> **Exercise directions**
Copy out every item's lines below without any change.
^^^^^^^^
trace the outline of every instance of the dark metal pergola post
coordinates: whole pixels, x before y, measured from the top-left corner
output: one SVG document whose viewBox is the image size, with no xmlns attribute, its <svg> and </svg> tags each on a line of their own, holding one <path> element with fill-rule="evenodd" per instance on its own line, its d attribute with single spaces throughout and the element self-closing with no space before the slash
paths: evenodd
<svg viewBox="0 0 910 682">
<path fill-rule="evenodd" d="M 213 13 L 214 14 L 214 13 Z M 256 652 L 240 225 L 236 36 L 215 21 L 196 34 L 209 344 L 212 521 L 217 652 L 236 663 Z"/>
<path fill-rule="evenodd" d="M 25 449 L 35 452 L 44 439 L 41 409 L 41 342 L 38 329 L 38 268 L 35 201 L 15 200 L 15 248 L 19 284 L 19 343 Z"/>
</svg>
^^^^^^^^
> **Solution for this exercise**
trace the outline of every instance of the dark metal pergola post
coordinates: whole pixels, x before y, measured from the top-left corner
output: one SVG document whose viewBox is the image size, with no xmlns attribute, its <svg> and </svg> tags each on a line of their own, holding one <path> element with fill-rule="evenodd" per instance on its own line, its d attribute with single spaces throughout and the element self-closing with no space before the slash
paths: evenodd
<svg viewBox="0 0 910 682">
<path fill-rule="evenodd" d="M 213 13 L 214 14 L 214 13 Z M 256 652 L 240 225 L 236 36 L 215 21 L 196 34 L 209 344 L 212 521 L 217 652 L 236 663 Z"/>
<path fill-rule="evenodd" d="M 25 449 L 35 452 L 44 439 L 41 409 L 41 342 L 38 329 L 38 268 L 35 201 L 15 200 L 15 248 L 19 284 L 19 343 Z"/>
</svg>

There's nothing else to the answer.